══ MATERIAL PROVIDED

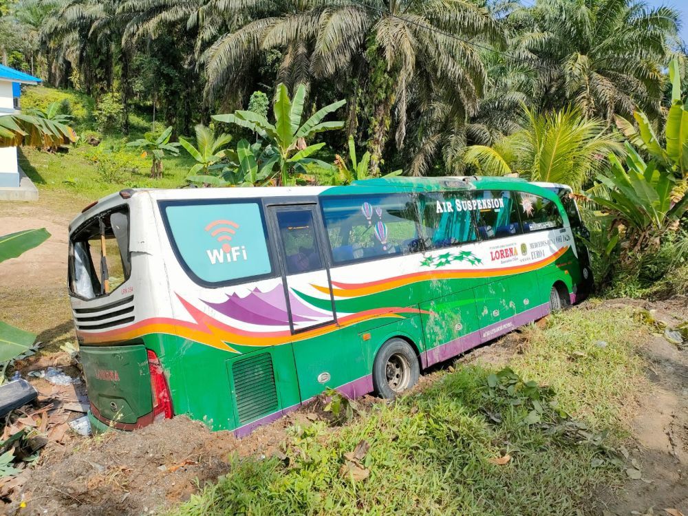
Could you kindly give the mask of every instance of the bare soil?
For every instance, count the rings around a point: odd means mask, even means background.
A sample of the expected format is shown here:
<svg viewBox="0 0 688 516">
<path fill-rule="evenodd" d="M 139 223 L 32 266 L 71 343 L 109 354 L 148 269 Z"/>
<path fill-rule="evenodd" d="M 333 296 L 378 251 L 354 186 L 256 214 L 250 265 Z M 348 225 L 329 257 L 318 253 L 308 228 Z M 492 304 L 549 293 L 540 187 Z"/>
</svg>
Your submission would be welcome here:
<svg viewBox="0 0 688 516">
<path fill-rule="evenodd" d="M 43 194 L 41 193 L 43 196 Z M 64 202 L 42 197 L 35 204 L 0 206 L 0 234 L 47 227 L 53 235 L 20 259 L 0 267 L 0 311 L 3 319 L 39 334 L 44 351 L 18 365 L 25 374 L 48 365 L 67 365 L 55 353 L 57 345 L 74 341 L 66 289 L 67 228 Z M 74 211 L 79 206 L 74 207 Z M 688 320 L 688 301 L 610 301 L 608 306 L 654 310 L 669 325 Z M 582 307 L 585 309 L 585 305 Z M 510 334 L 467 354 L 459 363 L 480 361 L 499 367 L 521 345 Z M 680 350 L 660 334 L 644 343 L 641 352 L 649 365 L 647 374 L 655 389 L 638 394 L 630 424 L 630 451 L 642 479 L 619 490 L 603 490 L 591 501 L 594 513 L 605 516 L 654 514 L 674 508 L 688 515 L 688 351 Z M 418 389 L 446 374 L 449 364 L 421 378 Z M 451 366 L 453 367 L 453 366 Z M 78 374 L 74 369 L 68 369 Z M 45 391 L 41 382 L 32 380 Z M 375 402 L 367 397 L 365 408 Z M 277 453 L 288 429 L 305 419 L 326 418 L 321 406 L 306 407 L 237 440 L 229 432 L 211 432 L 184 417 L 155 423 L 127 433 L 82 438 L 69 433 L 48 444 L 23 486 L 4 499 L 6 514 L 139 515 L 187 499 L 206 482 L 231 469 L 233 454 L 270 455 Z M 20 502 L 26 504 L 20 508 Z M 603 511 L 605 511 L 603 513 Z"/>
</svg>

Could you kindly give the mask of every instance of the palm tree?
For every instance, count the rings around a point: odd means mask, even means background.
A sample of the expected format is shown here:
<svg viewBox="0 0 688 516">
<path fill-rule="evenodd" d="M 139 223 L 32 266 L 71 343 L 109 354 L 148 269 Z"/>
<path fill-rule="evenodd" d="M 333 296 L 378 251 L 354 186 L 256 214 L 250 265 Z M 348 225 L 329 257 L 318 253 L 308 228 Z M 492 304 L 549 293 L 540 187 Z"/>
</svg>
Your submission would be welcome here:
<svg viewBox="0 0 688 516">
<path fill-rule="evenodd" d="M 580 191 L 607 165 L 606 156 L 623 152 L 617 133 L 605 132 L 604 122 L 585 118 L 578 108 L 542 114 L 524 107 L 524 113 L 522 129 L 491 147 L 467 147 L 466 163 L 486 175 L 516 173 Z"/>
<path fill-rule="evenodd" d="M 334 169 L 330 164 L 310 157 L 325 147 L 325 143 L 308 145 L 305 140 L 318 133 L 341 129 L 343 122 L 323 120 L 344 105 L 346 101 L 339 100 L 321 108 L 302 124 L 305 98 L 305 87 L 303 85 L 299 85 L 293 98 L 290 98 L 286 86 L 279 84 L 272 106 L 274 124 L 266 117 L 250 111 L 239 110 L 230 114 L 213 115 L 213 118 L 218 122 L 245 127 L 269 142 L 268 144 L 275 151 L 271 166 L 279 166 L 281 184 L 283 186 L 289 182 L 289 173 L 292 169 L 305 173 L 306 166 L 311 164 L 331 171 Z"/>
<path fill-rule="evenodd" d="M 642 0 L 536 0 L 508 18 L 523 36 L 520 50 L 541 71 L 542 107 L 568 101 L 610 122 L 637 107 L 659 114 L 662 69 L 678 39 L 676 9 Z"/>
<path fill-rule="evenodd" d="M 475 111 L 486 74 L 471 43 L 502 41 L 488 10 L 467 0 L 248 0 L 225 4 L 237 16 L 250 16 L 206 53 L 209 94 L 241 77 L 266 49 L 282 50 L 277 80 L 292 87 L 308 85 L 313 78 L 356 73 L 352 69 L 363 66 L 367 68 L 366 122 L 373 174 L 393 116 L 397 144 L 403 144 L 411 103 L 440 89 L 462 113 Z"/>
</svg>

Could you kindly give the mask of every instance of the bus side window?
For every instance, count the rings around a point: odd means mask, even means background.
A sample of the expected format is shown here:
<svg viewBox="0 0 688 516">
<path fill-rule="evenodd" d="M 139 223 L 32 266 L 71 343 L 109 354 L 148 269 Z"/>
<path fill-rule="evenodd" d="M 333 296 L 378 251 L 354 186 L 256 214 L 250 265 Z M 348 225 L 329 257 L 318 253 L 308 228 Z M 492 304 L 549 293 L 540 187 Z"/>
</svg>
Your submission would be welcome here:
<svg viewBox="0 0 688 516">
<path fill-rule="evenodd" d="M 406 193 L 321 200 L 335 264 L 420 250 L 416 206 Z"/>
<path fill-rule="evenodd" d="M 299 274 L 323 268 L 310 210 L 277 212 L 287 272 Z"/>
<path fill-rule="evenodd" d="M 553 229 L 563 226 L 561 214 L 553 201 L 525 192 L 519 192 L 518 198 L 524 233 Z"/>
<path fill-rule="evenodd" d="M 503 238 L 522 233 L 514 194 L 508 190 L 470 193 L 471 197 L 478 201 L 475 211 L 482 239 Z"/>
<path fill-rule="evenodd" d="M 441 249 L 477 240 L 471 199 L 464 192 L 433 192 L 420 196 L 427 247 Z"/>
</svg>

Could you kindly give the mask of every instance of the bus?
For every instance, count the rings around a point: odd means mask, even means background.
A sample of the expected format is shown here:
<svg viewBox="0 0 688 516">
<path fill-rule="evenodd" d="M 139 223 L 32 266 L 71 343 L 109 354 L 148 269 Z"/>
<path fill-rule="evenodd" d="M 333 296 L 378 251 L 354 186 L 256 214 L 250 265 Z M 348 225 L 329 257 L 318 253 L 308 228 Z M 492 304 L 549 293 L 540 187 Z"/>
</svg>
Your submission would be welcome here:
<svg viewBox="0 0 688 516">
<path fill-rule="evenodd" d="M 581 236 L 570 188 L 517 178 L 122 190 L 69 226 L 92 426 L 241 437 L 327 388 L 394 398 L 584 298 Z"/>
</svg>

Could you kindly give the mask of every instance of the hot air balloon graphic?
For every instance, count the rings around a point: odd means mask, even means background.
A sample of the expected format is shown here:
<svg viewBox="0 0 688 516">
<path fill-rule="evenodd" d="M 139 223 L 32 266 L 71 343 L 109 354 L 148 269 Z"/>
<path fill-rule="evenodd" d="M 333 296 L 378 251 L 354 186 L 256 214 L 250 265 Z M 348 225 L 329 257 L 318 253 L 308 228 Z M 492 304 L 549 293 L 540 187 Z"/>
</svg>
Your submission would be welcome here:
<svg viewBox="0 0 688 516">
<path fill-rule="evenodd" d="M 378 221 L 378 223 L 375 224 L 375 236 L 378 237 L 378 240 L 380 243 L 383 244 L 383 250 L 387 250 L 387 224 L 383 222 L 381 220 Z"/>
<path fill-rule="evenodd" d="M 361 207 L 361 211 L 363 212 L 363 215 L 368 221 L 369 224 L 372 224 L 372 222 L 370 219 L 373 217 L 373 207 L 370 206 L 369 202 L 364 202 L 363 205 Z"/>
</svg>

════

WHAT YOU HAVE TO DO |
Retype the entries word for word. Omit any images.

PROBLEM SOLUTION |
Could you kindly give the mask of every instance of the bare soil?
For every instance, count the rings around a point: odd means mask, even means background.
A sample of the expected format is shown here:
<svg viewBox="0 0 688 516">
<path fill-rule="evenodd" d="M 139 223 L 32 266 L 71 343 L 109 354 L 148 269 Z"/>
<path fill-rule="evenodd" d="M 333 296 L 378 251 L 354 186 L 256 214 L 250 265 Z M 348 225 L 329 257 L 318 253 L 308 228 Z M 492 304 L 549 293 L 540 187 Z"/>
</svg>
Your submission would be welcome here:
<svg viewBox="0 0 688 516">
<path fill-rule="evenodd" d="M 43 194 L 41 193 L 43 196 Z M 64 202 L 42 197 L 35 204 L 0 206 L 0 234 L 47 227 L 53 235 L 20 259 L 0 267 L 0 311 L 3 319 L 39 334 L 44 351 L 18 365 L 25 374 L 48 365 L 67 365 L 55 353 L 57 345 L 74 341 L 66 289 L 67 228 Z M 74 211 L 79 206 L 74 207 Z M 688 320 L 688 301 L 610 301 L 608 306 L 654 310 L 669 325 Z M 582 307 L 585 309 L 585 305 Z M 510 334 L 467 354 L 459 363 L 480 361 L 499 367 L 521 345 Z M 680 350 L 660 334 L 644 343 L 641 352 L 649 365 L 647 374 L 655 389 L 638 394 L 630 424 L 630 451 L 642 479 L 619 490 L 603 490 L 591 501 L 594 513 L 605 516 L 654 514 L 674 508 L 688 515 L 688 351 Z M 418 389 L 446 374 L 449 364 L 421 378 Z M 451 366 L 453 367 L 453 366 Z M 78 374 L 74 369 L 68 369 Z M 45 391 L 41 382 L 32 380 Z M 375 402 L 367 397 L 365 408 Z M 277 453 L 288 429 L 305 419 L 326 418 L 321 406 L 306 407 L 237 440 L 229 432 L 211 432 L 184 417 L 155 423 L 127 433 L 82 438 L 69 433 L 48 444 L 23 486 L 4 499 L 6 514 L 139 515 L 187 499 L 206 482 L 231 469 L 233 454 L 270 455 Z M 20 502 L 26 504 L 20 508 Z M 603 511 L 605 511 L 603 513 Z"/>
</svg>

Could you kindly give the mask of every instance of the palm tree?
For every instance, count the rings around a point: odd means mask, even means background.
A sample of the expected format is shown here:
<svg viewBox="0 0 688 516">
<path fill-rule="evenodd" d="M 139 223 L 32 266 L 71 343 L 109 354 L 148 269 Z"/>
<path fill-rule="evenodd" d="M 333 296 L 378 251 L 354 186 L 256 214 L 250 265 Z M 348 225 L 329 257 L 318 253 L 308 228 Z M 492 304 L 549 293 L 540 187 Z"/>
</svg>
Your submission would be welcome here:
<svg viewBox="0 0 688 516">
<path fill-rule="evenodd" d="M 580 191 L 607 165 L 606 156 L 623 152 L 617 133 L 605 132 L 604 122 L 585 118 L 578 108 L 542 114 L 524 107 L 524 113 L 522 129 L 491 147 L 467 147 L 466 163 L 486 175 L 516 173 Z"/>
<path fill-rule="evenodd" d="M 334 169 L 330 164 L 310 157 L 325 147 L 325 143 L 308 145 L 305 140 L 318 133 L 341 129 L 343 122 L 323 120 L 344 105 L 346 101 L 339 100 L 321 108 L 302 124 L 305 98 L 305 87 L 303 85 L 299 85 L 293 98 L 290 98 L 286 86 L 279 84 L 272 106 L 274 124 L 266 117 L 250 111 L 239 110 L 230 114 L 213 115 L 213 118 L 218 122 L 245 127 L 269 142 L 268 144 L 275 151 L 271 166 L 279 166 L 281 184 L 283 186 L 289 182 L 289 173 L 292 169 L 305 173 L 306 166 L 311 164 L 331 171 Z"/>
<path fill-rule="evenodd" d="M 642 0 L 536 0 L 508 18 L 523 36 L 520 50 L 541 71 L 542 107 L 568 101 L 610 122 L 637 107 L 659 114 L 662 69 L 678 39 L 676 9 Z"/>
<path fill-rule="evenodd" d="M 475 111 L 486 74 L 471 43 L 502 41 L 488 10 L 467 0 L 248 0 L 225 4 L 237 16 L 250 16 L 206 53 L 209 94 L 241 77 L 266 49 L 282 50 L 277 80 L 292 87 L 308 85 L 313 78 L 356 73 L 352 69 L 363 66 L 367 68 L 366 122 L 373 174 L 393 116 L 397 144 L 403 144 L 411 103 L 440 89 L 462 113 Z"/>
</svg>

Could you kindly give the mask of every instance of the bus side window?
For every instance, count the rings around a point: odd means mask, even means background.
A sample of the expected format is shown here:
<svg viewBox="0 0 688 516">
<path fill-rule="evenodd" d="M 139 223 L 32 266 L 71 343 L 109 354 L 148 269 Z"/>
<path fill-rule="evenodd" d="M 333 296 L 378 251 L 354 186 L 256 214 L 250 265 Z M 348 225 L 329 257 L 318 253 L 308 228 Z M 492 304 L 549 293 L 540 187 Z"/>
</svg>
Your submission would be welcome here:
<svg viewBox="0 0 688 516">
<path fill-rule="evenodd" d="M 406 193 L 321 200 L 335 264 L 420 250 L 416 206 Z"/>
<path fill-rule="evenodd" d="M 299 274 L 323 268 L 310 210 L 277 212 L 287 272 Z"/>
<path fill-rule="evenodd" d="M 553 229 L 563 226 L 561 214 L 553 201 L 525 192 L 519 192 L 518 198 L 524 233 Z"/>
<path fill-rule="evenodd" d="M 503 238 L 522 233 L 514 194 L 508 190 L 470 193 L 471 197 L 478 201 L 475 211 L 482 239 Z"/>
<path fill-rule="evenodd" d="M 441 249 L 477 240 L 471 199 L 464 192 L 433 192 L 420 196 L 427 247 Z"/>
</svg>

Could you kindly give the mask of every instance of the bus?
For every instance, count the rings around a point: odd means mask, even means background.
A sample of the expected format is shown here:
<svg viewBox="0 0 688 516">
<path fill-rule="evenodd" d="M 139 223 L 32 266 L 71 343 L 109 354 L 148 269 Z"/>
<path fill-rule="evenodd" d="M 333 296 L 378 251 L 354 186 L 256 214 L 250 265 Z M 348 225 L 329 257 L 318 253 L 308 228 Z M 492 304 L 549 293 L 540 187 Z"/>
</svg>
Your submission would be welcome here:
<svg viewBox="0 0 688 516">
<path fill-rule="evenodd" d="M 581 236 L 570 188 L 517 178 L 122 190 L 69 226 L 92 426 L 241 437 L 327 388 L 394 398 L 584 298 Z"/>
</svg>

Could you kindly give the mask of every instance of the hot air balloon graphic?
For every instance, count the rings around a point: odd means mask, even means background.
A sample of the expected format is shown here:
<svg viewBox="0 0 688 516">
<path fill-rule="evenodd" d="M 139 223 L 32 266 L 71 343 L 109 354 L 148 269 Z"/>
<path fill-rule="evenodd" d="M 333 296 L 378 251 L 354 186 L 256 214 L 250 265 Z M 348 225 L 329 257 L 318 253 L 308 228 Z M 492 304 L 549 293 L 540 187 Z"/>
</svg>
Your submission would be welcome here:
<svg viewBox="0 0 688 516">
<path fill-rule="evenodd" d="M 378 221 L 378 223 L 375 224 L 375 236 L 378 237 L 378 240 L 380 243 L 383 244 L 383 250 L 387 250 L 387 224 L 383 222 L 381 220 Z"/>
<path fill-rule="evenodd" d="M 361 207 L 361 211 L 363 212 L 363 215 L 368 221 L 369 224 L 372 224 L 372 222 L 370 219 L 373 217 L 373 207 L 370 206 L 369 202 L 364 202 L 363 205 Z"/>
</svg>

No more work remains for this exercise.